## begin
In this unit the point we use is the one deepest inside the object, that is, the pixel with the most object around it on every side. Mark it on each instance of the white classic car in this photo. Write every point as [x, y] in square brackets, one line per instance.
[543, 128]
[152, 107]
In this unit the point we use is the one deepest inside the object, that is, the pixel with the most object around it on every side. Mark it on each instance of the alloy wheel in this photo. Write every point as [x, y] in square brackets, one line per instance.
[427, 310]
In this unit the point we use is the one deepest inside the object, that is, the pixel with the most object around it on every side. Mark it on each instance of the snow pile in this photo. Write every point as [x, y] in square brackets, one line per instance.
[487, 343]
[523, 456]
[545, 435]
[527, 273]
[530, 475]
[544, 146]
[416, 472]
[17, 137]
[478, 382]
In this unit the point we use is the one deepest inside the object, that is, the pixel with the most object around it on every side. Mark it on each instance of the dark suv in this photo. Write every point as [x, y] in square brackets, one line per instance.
## end
Task requirements: Return all of the data word for word.

Correct answer:
In this unit the point we use is the one deepest inside the object, that is, the pixel with the most object around it on every side. Mark it on each instance of the white classic car in this photo. Write every point as [x, y] in square brackets, one line per instance.
[543, 128]
[152, 107]
In this unit the point we use is the one deepest inside the object, that is, the pixel with the most object around it on every side. Mark it on each instance of the alloy wheel in this photo. Write every point as [x, y] in square brackets, one line per instance.
[427, 310]
In this unit the point we use is the one deepest inside the object, that is, the pixel with the most object around it on every side. Mark it on each instance of the snow pile in this photo. Write every point as [x, y] in square brackets, one line per instance.
[487, 343]
[523, 456]
[545, 435]
[527, 273]
[530, 475]
[544, 146]
[416, 472]
[17, 137]
[478, 382]
In this unit the point we use is the one deepest inside the object, that is, the pixel with the most object around it on every side. Mark it on each instance of the dark suv in this photo. Write every point as [x, y] in square brackets, one line per instance.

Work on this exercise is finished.